The aforementioned library also has the original Winnie the Pooh toys on display in a case.

Aren't these at the Donnell library? Regardless, the main library is fun to explore.

Seconding the bagel with cream cheese! If you end up going down to the high line, pick one up at Murray's Bagels on 8th avenue and 23rd street. They're among the best in the city (and I know that's a hefty claim in NYC.)
posted by one little who at 7:49 PM on June 22, 2011


A specific suggestion—the area around Grand Central is perfect for a cluster of Japanese restaurants (due to expatriate clientele), and is perfect for a nice but not expensive lunch:
- Onya has hands-down the best udon in the city. It is handmade and the broths are intensely flavorful.
- aburia kinnosuke serves Japanese-style set lunches. Very authentic and carefully cooked. Very nice ingredients—very good quality fish and beef.
- Cafe Zaiya is a very small bakery (with seating). It's very popular, they have all sorts of stuff for breakfast and lunch. For lunch they have combos such as fried pork cutlet with curry sauce and a side of salmon roe steamed rice.
- For something more upscale there's Sushi Yasuda; however the above three places are already good quality dining, excellent deals.
posted by polymodus at 7:55 PM on June 22, 2011 [1 favorite]


Cupcakes for breakfast.
posted by effigy at 8:02 PM on June 22, 2011


There's a really awesome Japanese bookstore around Bryant Park called Kinokuniya. They have a bunch of English and Japanese language books, DVDs, magazines...it's amazing.
posted by inturnaround at 8:27 PM on June 22, 2011


Are you a fan of fashion? The Alexander McQueen exhibit at the Met is wonderful. There have been reports of long lines but if you get there right before opening at 9:30am you should be OK.
posted by kathryn at 9:20 PM on June 22, 2011


Aren't these at the Donnell library? Regardless, the main library is fun to explore.

Nope, they're at Schwarzman. Downstairs in the children's room. Still holding up, though they added that new otter from the recent series in the case and it looks out of place.

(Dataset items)
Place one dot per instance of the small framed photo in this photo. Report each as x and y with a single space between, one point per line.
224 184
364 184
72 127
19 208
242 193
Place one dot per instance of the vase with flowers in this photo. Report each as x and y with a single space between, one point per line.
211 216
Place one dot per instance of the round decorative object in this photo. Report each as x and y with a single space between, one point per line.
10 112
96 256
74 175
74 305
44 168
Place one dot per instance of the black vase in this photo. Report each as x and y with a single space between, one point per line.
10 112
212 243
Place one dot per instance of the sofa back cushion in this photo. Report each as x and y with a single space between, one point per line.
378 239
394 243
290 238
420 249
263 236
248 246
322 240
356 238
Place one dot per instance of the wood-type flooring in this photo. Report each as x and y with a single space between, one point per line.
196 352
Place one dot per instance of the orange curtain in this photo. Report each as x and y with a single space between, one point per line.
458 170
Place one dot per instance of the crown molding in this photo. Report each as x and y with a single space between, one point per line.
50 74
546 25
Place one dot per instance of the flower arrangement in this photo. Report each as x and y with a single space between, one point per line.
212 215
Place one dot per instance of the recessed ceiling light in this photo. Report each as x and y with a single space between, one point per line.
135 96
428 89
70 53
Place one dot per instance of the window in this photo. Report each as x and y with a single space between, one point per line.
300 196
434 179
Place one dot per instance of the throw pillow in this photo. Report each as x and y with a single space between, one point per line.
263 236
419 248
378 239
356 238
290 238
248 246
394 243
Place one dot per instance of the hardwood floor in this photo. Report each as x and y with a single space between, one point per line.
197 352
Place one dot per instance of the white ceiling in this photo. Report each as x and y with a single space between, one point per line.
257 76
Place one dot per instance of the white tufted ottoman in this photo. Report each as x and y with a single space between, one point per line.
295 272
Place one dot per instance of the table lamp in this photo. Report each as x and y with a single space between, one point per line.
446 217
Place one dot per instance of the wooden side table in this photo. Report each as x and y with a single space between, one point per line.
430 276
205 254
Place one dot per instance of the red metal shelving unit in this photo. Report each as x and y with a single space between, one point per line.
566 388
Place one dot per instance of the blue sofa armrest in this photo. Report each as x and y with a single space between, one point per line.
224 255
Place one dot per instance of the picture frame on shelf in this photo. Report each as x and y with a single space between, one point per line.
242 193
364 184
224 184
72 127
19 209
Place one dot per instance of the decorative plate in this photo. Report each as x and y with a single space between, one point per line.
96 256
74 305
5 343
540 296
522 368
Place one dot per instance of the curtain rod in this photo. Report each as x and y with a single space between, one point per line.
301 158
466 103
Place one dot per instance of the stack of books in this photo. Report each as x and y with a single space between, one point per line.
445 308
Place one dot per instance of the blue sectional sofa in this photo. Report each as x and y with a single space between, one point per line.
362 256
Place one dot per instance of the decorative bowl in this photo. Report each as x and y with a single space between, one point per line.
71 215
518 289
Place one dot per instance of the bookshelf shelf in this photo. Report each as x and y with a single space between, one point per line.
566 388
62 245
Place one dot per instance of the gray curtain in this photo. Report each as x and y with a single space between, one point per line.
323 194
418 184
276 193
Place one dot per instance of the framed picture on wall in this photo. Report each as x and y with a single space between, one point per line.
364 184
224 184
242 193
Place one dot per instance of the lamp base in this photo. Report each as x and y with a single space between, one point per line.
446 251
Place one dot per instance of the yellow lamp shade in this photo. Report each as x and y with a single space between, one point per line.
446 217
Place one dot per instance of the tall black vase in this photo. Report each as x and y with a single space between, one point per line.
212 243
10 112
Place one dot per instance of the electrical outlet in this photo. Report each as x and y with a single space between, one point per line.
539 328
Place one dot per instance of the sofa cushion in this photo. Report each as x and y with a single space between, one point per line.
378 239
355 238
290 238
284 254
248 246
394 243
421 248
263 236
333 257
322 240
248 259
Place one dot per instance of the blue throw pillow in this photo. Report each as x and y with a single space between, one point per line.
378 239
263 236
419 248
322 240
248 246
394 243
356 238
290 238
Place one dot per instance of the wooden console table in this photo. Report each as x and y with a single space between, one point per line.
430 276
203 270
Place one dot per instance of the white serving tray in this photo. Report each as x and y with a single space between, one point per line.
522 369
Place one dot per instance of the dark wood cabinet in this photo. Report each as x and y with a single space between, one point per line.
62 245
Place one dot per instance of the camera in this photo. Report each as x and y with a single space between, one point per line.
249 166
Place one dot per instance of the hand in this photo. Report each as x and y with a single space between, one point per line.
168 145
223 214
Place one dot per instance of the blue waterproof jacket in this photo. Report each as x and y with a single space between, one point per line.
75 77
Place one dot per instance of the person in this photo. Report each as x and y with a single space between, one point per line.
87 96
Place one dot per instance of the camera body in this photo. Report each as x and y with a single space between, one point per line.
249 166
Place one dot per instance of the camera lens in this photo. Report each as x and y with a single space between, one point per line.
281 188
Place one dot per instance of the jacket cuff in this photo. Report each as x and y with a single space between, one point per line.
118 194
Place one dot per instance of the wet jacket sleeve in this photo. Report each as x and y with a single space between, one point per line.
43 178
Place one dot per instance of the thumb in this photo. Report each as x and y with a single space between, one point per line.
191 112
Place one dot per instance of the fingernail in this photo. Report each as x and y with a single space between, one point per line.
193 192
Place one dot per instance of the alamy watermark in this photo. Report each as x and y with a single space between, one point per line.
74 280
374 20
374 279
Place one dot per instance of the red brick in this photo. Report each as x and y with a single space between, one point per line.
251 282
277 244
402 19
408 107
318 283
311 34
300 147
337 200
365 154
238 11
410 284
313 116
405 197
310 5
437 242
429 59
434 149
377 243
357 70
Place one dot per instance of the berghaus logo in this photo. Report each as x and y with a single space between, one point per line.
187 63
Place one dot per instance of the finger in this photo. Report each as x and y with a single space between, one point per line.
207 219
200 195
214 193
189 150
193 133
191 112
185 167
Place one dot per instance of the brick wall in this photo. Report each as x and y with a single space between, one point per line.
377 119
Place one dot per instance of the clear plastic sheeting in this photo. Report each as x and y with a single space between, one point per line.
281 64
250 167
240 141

Instructions —
(A) In the New York City tips thread, which restaurant near Grand Central is said to have the best udon in the city?
(B) Pick up the New York City tips thread after its final post and continue it.

Results for each task —
(A) Onya

(B)
posted by cmgonzalez at 10:28 PM on June 22, 2011


Nope, they're at Schwarzman

Ah, whoops, I see they've moved. Guess I haven't seen them for a couple years. Thanks cmgonzalez
posted by one little who at 11:55 PM on June 22, 2011


My parents came to visit me a couple of months ago and we went to the Pompeii exhibit at the Discovery Times Square. I was reluctant to go - a museum exhibit in Times Square, wtf - but I was VERY pleasantly surprised. There was a good review in the Times about it.
posted by falameufilho at 6:09 AM on June 23, 2011


Grand Central Architecture tour!

If you can wait until 2:00 PM to leave, the free, 90-minute Grand Central Architecture Tour is fun and informative. It meets across the street from Grand Central at 12:30 PM every Friday. You'll also see and get to go into the (beautiful) lobby of the Chrysler Building.

http://www.grandcentralpartnership.org/things-to-do/tours
posted by cnc at 12:50 PM on June 23, 2011


The McQueen exhibit at the Met was stunning but if you choose to do this, it'll probably be your only activity of the day. If there's a big line for tickets in the main entrance, consider using the group entrance to the lower right of the main entrance. It's not as pretty but it'll be faster. Food is expensive and sparse up there; though, so I'd eat; jump on the subway; look at the exhibit; hit the Greek statues, Egyptian wing, or arms and armory bits if I had time; get back on the subway; and eat again before getting on the second bus. I had a half-hour wait in the McQueen exhibit line but I don't know what it's like earlier. The exhibit was packed and it took me a bit over an hour to get through, but I'm the sort to read every placard. http://www.metmuseum.org/visit/

The Museum of Art and Design in Columbus Circle has a creepy and fun exhibit called "Otherworldly." It boasts a ton of mesmerizing dioramas, a huge zoetrope, and other unsettling works. Great if you like feeling a little wigged out. http://www.madmuseum.org/

If you want to play it safe and stay near Grand Central, I'd third (fourth?) the New York Public Library centennial exhibit on the first floor. It's got a Gutenberg bible, Mary Shelley's lock of hair, Virginia Woolf's walking stick, a letter from Keats to Brawne, a handwritten score by Coltrane, Audobon's humongous book of birds, Malcolm X's personal effects, a draft of "The Wasteland," and more. I had to stop writing that sentence because I was getting all worked up and excited. The library opens at 10 a.m. It's all free and the humorously mangled--I mean well-loved--Winnie the Pooh stuffed animals are a floor below. http://www.nypl.org/events/exhibitions/celebrating-100-years

The International Center for Photography is only a few blocks away from Bryant Park and it has three excellent exhibits right now. http://www.icp.org/museum/exhibitions

I can also send you a private message with an architecture walking tour that I made for myself if you are into that kind of thing. It's mostly focused on Art Deco but it has other styles as well.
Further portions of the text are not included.